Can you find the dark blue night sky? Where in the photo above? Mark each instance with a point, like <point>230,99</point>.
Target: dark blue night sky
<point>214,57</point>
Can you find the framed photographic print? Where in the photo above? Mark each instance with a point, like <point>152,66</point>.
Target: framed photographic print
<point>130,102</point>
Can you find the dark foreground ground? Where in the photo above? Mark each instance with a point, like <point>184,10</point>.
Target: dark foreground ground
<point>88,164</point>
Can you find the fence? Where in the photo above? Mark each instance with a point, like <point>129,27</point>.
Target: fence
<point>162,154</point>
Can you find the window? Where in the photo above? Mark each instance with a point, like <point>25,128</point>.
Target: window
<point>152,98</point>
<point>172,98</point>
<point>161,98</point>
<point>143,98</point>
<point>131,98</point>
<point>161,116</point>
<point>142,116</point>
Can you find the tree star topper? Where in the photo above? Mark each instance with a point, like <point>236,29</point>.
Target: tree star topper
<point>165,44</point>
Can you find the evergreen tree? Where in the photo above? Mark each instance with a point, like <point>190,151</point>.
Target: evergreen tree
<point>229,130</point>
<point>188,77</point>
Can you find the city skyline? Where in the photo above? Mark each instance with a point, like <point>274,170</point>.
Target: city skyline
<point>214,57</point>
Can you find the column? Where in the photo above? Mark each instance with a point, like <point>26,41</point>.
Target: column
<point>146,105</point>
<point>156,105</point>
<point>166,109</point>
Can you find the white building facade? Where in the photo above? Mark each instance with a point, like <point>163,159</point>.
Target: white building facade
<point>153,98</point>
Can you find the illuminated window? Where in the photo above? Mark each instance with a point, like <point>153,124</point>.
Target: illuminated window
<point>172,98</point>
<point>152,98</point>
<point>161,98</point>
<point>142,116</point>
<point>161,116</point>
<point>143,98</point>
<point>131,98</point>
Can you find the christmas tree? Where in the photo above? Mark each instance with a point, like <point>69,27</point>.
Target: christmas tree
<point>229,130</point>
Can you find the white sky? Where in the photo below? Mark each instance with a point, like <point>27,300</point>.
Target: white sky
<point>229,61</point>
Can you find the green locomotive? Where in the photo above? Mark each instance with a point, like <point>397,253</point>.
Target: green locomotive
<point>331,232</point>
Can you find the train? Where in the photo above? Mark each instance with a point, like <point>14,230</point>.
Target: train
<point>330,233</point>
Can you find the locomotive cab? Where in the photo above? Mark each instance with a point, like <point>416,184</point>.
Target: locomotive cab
+ + + +
Reproduce all of the records above word for word, line by line, changing nothing.

> Final result
Can you find the dark blue night sky? Where in the photo above? Mark each instance with a point, like <point>230,99</point>.
Target: dark blue night sky
<point>214,57</point>
Can you find the framed photographic print? Where in the photo above? Mark each instance with a point, like <point>152,66</point>.
Target: framed photographic print
<point>130,102</point>
Can you find the dark foreground ground? Where in the photo above? Mark each instance with a point, like <point>184,10</point>.
Target: dark foreground ground
<point>88,164</point>
Can you find the fence? Where in the photo above? Mark each instance with a point, like <point>129,27</point>.
Target: fence
<point>162,154</point>
Can you find the window? Where in the photo above? Mark each instance with a point, like <point>25,128</point>.
Target: window
<point>152,98</point>
<point>172,98</point>
<point>161,98</point>
<point>143,98</point>
<point>131,98</point>
<point>161,116</point>
<point>142,116</point>
Can you find the tree star topper? Where in the photo above? Mark each instance with a point, like <point>236,29</point>.
Target: tree star topper
<point>165,44</point>
Can you find the evergreen tree? Where in the photo above? Mark each instance with a point, like <point>190,151</point>.
Target: evergreen tree
<point>229,130</point>
<point>188,77</point>
Can you find the city skyline? Where in the photo above? Mark each instance with a point, like <point>274,170</point>.
Target: city skyline
<point>214,57</point>
Can you find the column? Where in the photo above? Mark each instance with a point, like <point>26,41</point>.
Target: column
<point>146,105</point>
<point>156,105</point>
<point>166,109</point>
Can you find the white building facade? Where in the photo above? Mark each instance with a point, like <point>163,159</point>.
Target: white building facade
<point>153,98</point>
Can you find the illuminated window? Where in the photo above? Mark each instance with a point, like <point>153,124</point>.
Target: illuminated window
<point>172,98</point>
<point>152,98</point>
<point>161,98</point>
<point>142,116</point>
<point>161,116</point>
<point>143,98</point>
<point>131,98</point>
Can you find the christmas tree? Where in the photo above? Mark each instance with a point, like <point>69,27</point>.
Target: christmas tree
<point>229,130</point>
Can you find the white sky? Where in the photo below? Mark each instance with a point, like <point>27,300</point>.
Target: white sky
<point>229,61</point>
Can you find the green locomotive? Where in the photo above? Mark each instance with a point, like <point>397,253</point>.
Target: green locomotive
<point>331,232</point>
Can you find the train? Where in the photo above? Mark each instance with a point, like <point>14,230</point>.
Target: train
<point>330,233</point>
Can you find the locomotive cab? Where in the photo above? Mark each instance with a point, like <point>416,184</point>.
Target: locomotive cab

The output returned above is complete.